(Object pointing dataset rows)
····················
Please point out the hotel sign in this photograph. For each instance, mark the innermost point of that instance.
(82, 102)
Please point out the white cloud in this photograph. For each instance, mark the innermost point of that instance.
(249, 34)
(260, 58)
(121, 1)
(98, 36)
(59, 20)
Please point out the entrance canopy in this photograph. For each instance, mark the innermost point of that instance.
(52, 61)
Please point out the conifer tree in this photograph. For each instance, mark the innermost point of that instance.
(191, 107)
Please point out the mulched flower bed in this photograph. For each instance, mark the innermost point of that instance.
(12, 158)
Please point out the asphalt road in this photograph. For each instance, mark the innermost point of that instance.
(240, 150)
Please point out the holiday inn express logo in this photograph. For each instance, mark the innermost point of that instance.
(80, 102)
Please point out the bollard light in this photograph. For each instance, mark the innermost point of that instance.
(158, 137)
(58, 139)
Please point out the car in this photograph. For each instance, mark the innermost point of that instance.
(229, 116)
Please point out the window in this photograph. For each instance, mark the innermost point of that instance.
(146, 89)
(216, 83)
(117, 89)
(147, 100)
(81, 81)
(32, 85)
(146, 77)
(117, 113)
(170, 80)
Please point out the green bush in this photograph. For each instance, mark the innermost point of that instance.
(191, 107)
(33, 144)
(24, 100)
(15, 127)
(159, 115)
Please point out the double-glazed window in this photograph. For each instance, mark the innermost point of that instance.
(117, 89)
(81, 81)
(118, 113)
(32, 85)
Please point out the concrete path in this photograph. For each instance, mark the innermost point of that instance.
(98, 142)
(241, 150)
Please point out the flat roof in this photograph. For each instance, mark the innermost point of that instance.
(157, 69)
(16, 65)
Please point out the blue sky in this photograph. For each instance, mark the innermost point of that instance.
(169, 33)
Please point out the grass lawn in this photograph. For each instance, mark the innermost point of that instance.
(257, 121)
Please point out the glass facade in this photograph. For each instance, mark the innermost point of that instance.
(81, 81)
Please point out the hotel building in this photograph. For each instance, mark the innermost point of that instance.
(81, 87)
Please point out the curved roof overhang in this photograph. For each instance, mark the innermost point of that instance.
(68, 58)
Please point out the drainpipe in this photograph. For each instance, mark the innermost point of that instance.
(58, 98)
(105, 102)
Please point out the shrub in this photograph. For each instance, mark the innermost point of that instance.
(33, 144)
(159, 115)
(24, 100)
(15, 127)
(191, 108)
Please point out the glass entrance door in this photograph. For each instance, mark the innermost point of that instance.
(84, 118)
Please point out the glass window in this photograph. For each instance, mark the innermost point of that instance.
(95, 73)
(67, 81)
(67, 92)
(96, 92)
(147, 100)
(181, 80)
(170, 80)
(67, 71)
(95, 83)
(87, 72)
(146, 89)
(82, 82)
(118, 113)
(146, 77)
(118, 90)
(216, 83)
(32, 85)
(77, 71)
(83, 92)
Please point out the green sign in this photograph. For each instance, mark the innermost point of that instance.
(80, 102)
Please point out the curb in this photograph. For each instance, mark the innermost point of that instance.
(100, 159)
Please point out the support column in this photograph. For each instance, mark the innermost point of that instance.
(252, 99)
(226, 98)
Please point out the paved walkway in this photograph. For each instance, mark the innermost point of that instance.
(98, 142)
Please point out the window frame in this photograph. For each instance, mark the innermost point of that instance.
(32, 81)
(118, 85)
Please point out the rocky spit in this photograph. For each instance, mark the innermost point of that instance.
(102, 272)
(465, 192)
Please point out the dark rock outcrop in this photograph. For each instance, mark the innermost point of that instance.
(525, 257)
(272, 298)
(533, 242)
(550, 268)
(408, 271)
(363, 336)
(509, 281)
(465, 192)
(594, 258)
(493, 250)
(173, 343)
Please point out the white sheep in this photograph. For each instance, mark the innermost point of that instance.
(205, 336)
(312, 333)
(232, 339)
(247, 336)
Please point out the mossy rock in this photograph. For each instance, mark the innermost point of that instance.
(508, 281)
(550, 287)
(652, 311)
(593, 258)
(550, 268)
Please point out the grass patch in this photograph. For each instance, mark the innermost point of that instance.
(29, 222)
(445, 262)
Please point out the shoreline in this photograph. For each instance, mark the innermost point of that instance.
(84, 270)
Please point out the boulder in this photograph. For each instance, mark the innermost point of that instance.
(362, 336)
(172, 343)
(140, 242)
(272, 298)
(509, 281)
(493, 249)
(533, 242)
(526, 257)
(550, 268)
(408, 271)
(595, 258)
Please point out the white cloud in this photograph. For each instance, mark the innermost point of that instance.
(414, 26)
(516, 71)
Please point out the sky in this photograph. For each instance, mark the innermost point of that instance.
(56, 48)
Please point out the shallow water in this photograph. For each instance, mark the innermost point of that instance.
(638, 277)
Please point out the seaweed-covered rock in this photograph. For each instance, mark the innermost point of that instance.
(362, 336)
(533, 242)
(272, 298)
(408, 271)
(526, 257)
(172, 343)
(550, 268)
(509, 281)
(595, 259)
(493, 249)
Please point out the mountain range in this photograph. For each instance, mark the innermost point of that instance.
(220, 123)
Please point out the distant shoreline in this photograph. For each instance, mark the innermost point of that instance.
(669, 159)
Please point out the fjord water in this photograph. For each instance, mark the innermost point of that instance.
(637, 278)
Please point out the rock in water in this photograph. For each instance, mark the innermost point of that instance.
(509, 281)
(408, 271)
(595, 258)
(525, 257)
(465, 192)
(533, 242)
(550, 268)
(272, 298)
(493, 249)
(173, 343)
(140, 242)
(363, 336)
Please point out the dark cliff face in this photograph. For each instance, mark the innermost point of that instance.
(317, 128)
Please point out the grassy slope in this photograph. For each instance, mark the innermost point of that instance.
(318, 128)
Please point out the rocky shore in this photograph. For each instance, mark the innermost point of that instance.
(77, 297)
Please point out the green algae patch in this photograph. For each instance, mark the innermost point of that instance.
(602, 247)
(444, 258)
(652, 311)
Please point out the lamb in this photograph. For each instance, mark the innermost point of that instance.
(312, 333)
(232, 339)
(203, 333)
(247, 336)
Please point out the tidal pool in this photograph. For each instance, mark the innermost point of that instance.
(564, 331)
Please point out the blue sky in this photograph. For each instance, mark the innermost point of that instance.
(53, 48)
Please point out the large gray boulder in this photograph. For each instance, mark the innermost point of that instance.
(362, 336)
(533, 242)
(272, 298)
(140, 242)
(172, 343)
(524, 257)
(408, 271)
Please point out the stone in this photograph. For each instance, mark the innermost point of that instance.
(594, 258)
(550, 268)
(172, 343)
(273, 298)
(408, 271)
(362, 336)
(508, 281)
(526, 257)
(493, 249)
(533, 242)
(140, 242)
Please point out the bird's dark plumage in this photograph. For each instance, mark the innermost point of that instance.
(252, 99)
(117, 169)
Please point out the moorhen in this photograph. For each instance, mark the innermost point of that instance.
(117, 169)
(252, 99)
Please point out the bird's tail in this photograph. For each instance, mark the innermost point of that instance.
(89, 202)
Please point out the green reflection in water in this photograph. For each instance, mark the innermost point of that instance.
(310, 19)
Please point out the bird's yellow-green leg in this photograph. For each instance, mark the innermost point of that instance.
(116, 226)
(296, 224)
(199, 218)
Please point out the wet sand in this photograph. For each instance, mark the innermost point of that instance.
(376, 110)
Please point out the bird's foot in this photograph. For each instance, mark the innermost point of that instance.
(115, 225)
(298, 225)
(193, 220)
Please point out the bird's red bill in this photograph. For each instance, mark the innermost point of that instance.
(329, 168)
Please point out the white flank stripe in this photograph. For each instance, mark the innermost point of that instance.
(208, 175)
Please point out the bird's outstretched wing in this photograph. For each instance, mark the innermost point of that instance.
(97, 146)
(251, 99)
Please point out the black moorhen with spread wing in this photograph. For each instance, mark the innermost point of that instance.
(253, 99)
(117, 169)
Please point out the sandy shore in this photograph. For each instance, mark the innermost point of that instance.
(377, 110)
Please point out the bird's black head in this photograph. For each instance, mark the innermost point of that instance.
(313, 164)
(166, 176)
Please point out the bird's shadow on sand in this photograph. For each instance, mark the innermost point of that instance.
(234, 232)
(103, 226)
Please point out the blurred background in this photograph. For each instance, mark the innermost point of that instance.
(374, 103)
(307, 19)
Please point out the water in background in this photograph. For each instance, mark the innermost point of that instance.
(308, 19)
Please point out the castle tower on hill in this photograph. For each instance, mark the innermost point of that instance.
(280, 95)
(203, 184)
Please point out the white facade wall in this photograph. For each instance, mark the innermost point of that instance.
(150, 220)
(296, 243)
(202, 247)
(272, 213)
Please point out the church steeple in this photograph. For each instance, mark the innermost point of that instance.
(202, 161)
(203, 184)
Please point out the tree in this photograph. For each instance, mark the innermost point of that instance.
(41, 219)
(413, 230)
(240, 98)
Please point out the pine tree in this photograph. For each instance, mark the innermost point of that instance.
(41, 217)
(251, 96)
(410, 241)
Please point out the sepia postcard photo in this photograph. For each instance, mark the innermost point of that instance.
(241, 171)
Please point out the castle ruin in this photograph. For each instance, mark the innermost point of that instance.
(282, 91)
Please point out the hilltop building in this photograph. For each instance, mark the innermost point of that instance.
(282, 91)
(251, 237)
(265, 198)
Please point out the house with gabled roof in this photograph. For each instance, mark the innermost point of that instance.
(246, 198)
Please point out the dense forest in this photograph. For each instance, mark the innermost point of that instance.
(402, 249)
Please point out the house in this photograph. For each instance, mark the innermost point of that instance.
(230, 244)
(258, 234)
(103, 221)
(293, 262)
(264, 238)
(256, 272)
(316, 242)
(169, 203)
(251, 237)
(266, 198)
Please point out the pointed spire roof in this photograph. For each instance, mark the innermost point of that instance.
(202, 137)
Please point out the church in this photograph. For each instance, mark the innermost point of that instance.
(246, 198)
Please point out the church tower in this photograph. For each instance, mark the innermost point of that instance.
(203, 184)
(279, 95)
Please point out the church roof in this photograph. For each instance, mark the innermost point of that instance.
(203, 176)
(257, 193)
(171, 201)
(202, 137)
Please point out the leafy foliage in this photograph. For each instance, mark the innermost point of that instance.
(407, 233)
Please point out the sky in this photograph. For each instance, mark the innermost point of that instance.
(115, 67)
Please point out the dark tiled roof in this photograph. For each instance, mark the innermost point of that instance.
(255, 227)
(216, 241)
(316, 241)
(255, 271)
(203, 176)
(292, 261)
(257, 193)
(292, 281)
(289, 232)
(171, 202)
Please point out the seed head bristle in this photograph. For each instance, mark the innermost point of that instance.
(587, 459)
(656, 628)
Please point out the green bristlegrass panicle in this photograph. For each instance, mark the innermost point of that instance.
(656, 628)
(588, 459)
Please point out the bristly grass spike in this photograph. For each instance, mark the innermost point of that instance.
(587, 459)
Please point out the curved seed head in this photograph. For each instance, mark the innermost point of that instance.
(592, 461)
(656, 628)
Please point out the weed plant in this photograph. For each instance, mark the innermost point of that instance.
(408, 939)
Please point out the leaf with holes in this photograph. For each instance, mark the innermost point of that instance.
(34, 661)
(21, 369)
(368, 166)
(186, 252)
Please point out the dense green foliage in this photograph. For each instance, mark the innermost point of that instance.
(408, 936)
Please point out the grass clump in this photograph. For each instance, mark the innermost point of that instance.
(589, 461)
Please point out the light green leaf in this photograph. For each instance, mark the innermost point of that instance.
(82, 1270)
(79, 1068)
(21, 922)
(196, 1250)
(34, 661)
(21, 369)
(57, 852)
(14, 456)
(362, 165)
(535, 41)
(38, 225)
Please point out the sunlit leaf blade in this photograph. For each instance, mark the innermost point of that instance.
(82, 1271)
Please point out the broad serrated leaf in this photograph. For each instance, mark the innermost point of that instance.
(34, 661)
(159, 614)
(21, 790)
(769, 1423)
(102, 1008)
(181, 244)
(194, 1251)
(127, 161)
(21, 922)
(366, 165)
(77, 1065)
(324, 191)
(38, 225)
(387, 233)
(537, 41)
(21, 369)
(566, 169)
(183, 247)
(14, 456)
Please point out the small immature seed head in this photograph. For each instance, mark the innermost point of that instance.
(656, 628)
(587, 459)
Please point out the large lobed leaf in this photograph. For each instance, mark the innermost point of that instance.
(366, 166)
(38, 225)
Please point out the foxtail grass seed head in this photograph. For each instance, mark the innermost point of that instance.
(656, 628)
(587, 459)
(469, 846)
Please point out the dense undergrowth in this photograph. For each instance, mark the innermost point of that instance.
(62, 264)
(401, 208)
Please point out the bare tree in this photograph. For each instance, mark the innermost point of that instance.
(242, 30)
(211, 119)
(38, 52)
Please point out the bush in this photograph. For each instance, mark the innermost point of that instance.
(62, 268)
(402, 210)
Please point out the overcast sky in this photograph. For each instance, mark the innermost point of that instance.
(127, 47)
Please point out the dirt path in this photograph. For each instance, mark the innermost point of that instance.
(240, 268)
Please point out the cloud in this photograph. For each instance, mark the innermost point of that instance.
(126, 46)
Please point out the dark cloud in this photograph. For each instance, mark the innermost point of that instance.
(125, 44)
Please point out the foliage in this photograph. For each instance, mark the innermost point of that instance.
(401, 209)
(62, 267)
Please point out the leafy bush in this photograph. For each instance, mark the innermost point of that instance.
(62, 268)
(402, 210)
····················
Aim »
Take the line in which "Please point out the dense undergrowth" occurs and each subsequent line through the end; give these lines again without alteration.

Task solution »
Please point out the dense undergrowth in this photograph. For each instance, mark the innermost point of that instance.
(62, 264)
(401, 208)
Please point out the bare tree in this photograph. For each instance, mark the innermost point of that instance.
(242, 30)
(211, 119)
(38, 52)
Please point out the bush in this photograph. For each instance, mark the innermost point of that instance.
(62, 268)
(402, 210)
Please point out the overcast sky in this photograph. For each instance, mark the innermost point of that instance.
(127, 47)
Please point out the dirt path in this photograph. For each instance, mark the innermost point of that instance.
(240, 268)
Please point out the cloud in this photograph. For each instance, mark the innermost point of that instance.
(126, 46)
Please point out the dark cloud in this photograph. For each instance, mark the innermost point of that instance.
(125, 44)
Please point out the foliage in this photograph. For each instance, mark the innermost point of that instance.
(401, 209)
(62, 267)
Please point out the leafy bush in this photograph. For each instance, mark the innermost point of that instance.
(62, 268)
(402, 210)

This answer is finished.